• TASK DIRECTIONS: Without leaving out a single line, copy the records exactly.

Records drawn from a dataset
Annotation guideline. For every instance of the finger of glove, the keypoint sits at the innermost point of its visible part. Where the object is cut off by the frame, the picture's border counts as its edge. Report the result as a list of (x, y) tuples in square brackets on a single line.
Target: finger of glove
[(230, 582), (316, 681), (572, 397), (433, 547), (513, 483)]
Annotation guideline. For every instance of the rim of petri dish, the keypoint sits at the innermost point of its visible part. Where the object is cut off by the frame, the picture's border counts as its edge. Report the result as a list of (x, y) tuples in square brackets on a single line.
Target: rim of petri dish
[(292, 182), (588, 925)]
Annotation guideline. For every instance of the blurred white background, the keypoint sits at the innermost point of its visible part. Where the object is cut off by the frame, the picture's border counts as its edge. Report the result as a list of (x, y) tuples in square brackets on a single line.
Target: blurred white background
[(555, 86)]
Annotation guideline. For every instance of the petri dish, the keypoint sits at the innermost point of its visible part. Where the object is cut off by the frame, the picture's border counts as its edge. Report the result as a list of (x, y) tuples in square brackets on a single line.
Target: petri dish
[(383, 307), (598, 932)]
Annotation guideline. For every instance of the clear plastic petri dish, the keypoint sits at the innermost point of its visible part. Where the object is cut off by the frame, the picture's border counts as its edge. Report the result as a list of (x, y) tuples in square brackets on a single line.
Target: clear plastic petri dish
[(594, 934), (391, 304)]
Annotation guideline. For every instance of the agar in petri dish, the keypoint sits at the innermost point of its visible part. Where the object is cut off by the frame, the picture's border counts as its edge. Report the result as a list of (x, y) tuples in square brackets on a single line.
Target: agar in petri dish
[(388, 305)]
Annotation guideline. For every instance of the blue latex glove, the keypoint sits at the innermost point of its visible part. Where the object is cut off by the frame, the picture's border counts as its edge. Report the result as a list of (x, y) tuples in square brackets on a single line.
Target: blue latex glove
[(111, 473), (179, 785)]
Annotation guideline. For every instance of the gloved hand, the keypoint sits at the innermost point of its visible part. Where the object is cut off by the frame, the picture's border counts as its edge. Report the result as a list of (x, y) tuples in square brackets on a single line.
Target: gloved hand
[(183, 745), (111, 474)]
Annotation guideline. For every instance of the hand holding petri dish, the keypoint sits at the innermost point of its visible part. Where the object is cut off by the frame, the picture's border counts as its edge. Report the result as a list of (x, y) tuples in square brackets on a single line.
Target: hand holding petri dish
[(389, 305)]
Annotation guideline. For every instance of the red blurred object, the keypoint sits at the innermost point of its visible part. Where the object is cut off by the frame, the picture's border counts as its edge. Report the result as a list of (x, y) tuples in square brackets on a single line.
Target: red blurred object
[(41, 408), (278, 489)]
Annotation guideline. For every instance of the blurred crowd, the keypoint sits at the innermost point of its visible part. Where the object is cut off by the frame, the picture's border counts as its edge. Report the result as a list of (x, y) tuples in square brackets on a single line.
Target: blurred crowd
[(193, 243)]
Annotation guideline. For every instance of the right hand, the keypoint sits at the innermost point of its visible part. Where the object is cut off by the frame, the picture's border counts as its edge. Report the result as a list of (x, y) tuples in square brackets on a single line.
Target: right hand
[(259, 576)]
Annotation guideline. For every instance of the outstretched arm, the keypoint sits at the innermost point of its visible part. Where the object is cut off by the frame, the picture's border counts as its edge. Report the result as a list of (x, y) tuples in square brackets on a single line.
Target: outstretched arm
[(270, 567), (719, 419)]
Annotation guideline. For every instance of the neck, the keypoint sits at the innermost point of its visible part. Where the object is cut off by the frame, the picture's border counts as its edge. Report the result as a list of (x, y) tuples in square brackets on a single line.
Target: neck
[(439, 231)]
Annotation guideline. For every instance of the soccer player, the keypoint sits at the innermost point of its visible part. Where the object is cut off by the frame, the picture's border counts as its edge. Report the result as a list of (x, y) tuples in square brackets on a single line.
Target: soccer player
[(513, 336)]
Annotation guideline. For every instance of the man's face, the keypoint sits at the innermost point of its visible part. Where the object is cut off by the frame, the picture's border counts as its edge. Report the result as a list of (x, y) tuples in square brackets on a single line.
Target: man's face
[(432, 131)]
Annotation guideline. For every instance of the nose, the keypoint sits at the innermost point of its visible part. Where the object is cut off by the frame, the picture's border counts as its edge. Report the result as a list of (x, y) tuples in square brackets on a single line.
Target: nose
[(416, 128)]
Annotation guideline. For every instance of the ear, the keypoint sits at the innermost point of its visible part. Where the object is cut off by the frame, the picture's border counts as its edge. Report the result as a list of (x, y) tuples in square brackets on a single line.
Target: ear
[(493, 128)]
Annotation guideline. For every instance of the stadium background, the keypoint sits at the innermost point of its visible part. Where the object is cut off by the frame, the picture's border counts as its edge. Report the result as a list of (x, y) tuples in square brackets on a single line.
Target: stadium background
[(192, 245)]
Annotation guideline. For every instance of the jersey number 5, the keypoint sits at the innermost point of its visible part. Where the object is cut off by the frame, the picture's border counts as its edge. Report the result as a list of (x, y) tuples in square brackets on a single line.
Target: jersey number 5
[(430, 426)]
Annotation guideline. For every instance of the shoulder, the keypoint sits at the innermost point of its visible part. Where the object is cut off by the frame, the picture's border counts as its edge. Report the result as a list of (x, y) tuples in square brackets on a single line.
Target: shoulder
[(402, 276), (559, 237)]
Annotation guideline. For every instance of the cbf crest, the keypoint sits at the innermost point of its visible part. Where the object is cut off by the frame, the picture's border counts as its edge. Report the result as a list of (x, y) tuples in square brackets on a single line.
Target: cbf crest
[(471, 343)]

• TASK RESPONSE:
Annotation guideline. For every instance of the finger of glove, the keypoint sits at the innermost point of its visible part. Where the object is cut off by the frame, the picture's border counts as its edge. Report the result as a list of (x, y) tuples in square brackets on a single line.
Target: finger of glove
[(230, 582), (316, 681), (572, 397), (433, 547), (513, 483)]
Annotation guideline. For every instance of the rim of petri dish, the keypoint sits at the innermost point of its visible part. Where the object is cut off by the frame, the picture's border counts as its edge. Report the result as a list of (x, y) tuples in square brackets on a single line.
Target: rim of petri dish
[(292, 182), (588, 925)]
Annotation guideline. For every instance of the blurred white background, the keypoint sits at the innermost point of its visible part. Where the object is cut off by the frame, the picture's border counts as its edge. Report the result as a list of (x, y) tuples in square brackets on a single line.
Target: blurred white background
[(555, 86)]
Annotation guideline. For every instance of the petri dish, the keypoint sits at the innermost point of its visible part. Where the object is cut off by the frame, the picture's border counts as its edge. Report the result as a list of (x, y) tuples in square brackets on a single line.
Target: petri dish
[(383, 307), (598, 932)]
Annotation guideline. For every instance of the clear plastic petri dish, the keypoint sits at the innermost point of its visible part. Where the object is cut off by the frame, the picture's border counts as its edge. Report the result as a list of (x, y) tuples in square brackets on a single line.
Target: clear plastic petri dish
[(594, 934), (391, 304)]
Annotation guideline. For every instance of the agar in petri dish, the keypoint sits at the innermost point of its visible part. Where the object is cut off by the frame, the picture's border counts as its edge. Report the result as a list of (x, y) tuples in square brackets on a single line.
Target: agar in petri dish
[(388, 305)]
Annotation guideline. For every instance of the blue latex glove, the keypoint sits at the innermost point of its visible part. Where the object is cut off by the frame, the picture's border counts as its edge. Report the result as a list of (x, y) tuples in square brackets on a single line.
Target: blue latex glove
[(111, 473), (179, 785)]
Annotation guideline. For every instance of the gloved hand, the keypoint sits at the innermost point of its visible part. Where the object is cut off by the frame, the picture's border counts as its edge. Report the result as a list of (x, y) tuples in square brackets on a single line.
Target: gloved hand
[(183, 745), (111, 474)]
Annotation guideline. For every instance of the hand holding petri dish, the keypoint sits at the innermost point of its visible part. Where the object is cut off by the frame, the picture's border counts as its edge. Report the result as a list of (x, y) tuples in square brackets on a single line.
Target: hand holding petri dish
[(389, 305)]
Annotation guideline. For every instance of the red blurred object, the keypoint sits at the innermost point of its visible part. Where the object is cut off by the frame, the picture's border counts as its edge. Report the result as a list of (x, y) tuples in square brackets on a single line.
Target: red blurred object
[(41, 408), (278, 489)]
Annotation guideline. For every instance of the blurred crowd, the keypoint sits at the innermost point of its visible part. Where the object is cut off by the frame, the picture's border counts as its edge. Report the result as a list of (x, y) tuples in square brackets on a single line.
Target: blurred crowd
[(193, 243)]
Annotation guideline. For every instance of the right hand, the keypoint sits at the innermost point of its visible part. Where the object is cut off by the frame, the picture's border counts as its edge. Report the result as a list of (x, y) tuples in square brackets on a single line.
Target: right hand
[(259, 576)]
Annotation guideline. For every instance of the outstretched arm, the keypoint sits at the innermost point of its visible part. Where the object is cut off by the frame, the picture's border counts as its edge. Report the result as a list of (x, y) tuples in square brackets on a single line.
Target: outstretched arm
[(270, 567), (719, 419)]
Annotation guideline. For every instance of the neck, the keypoint sits at the innermost point of its visible part. Where the object is cut off by the frame, the picture's border counts as its edge. Report the result as a list of (x, y) tuples in square brackets on a single line.
Target: neck
[(439, 231)]
Annotation guideline. For every instance of the soccer player, the keypoint sits at the innermost point of its visible part. Where the object is cut off by the frame, the picture's border counts as its edge. Report the result as a list of (x, y) tuples in square brackets on a single line.
Target: soccer player
[(513, 336)]
Annotation guideline. For every instance of the man's face, the keypoint sits at the innermost point of its visible part. Where the object is cut off by the frame, the picture's border counts as its edge. Report the result as a list of (x, y) tuples in square brackets on a single line.
Target: man's face
[(432, 131)]
Annotation guideline. For every instance of the nose, the keypoint sits at the innermost point of its visible part. Where the object is cut off by the frame, the picture's border counts as its edge. Report the result as a list of (x, y) tuples in square brackets on a single line.
Target: nose
[(416, 128)]
Annotation guideline. For every instance of the ear, the keypoint sits at the innermost point of its visible part. Where the object is cut off by the frame, the picture's border counts as its edge. Report the result as a list of (x, y) tuples in square brackets on a single line.
Target: ear
[(493, 128)]
Annotation guideline. For every instance of the stadium background, the keypoint sits at the innermost point of its visible part. Where the object is cut off by the frame, the picture's border counts as its edge. Report the result as a list of (x, y) tuples in square brackets on a single line.
Target: stadium background
[(192, 245)]
Annotation guideline. For every instance of the jersey number 5, the keypoint sits at the innermost point of its visible part. Where the object is cut off by the frame, the picture's border counts as its edge. Report the result as a list of (x, y) tuples in square brackets on a single line.
Target: jersey number 5
[(430, 426)]
Annotation guideline. For every instance of the shoulder, the keypoint sits at the innermost point of its visible part. Where the object is cut off by the frame, the picture's border counts as its edge. Report the result as a list of (x, y) tuples in square brackets on a single line.
Target: shoulder
[(402, 276), (559, 237)]
Annotation guideline. For every instance of the cbf crest, the keypoint sits at the innermost point of its visible part. Where the object is cut off by the frame, the picture's border counts as its edge. Report the result as a list of (x, y) tuples in square brackets on a single line.
Target: cbf crest
[(471, 343)]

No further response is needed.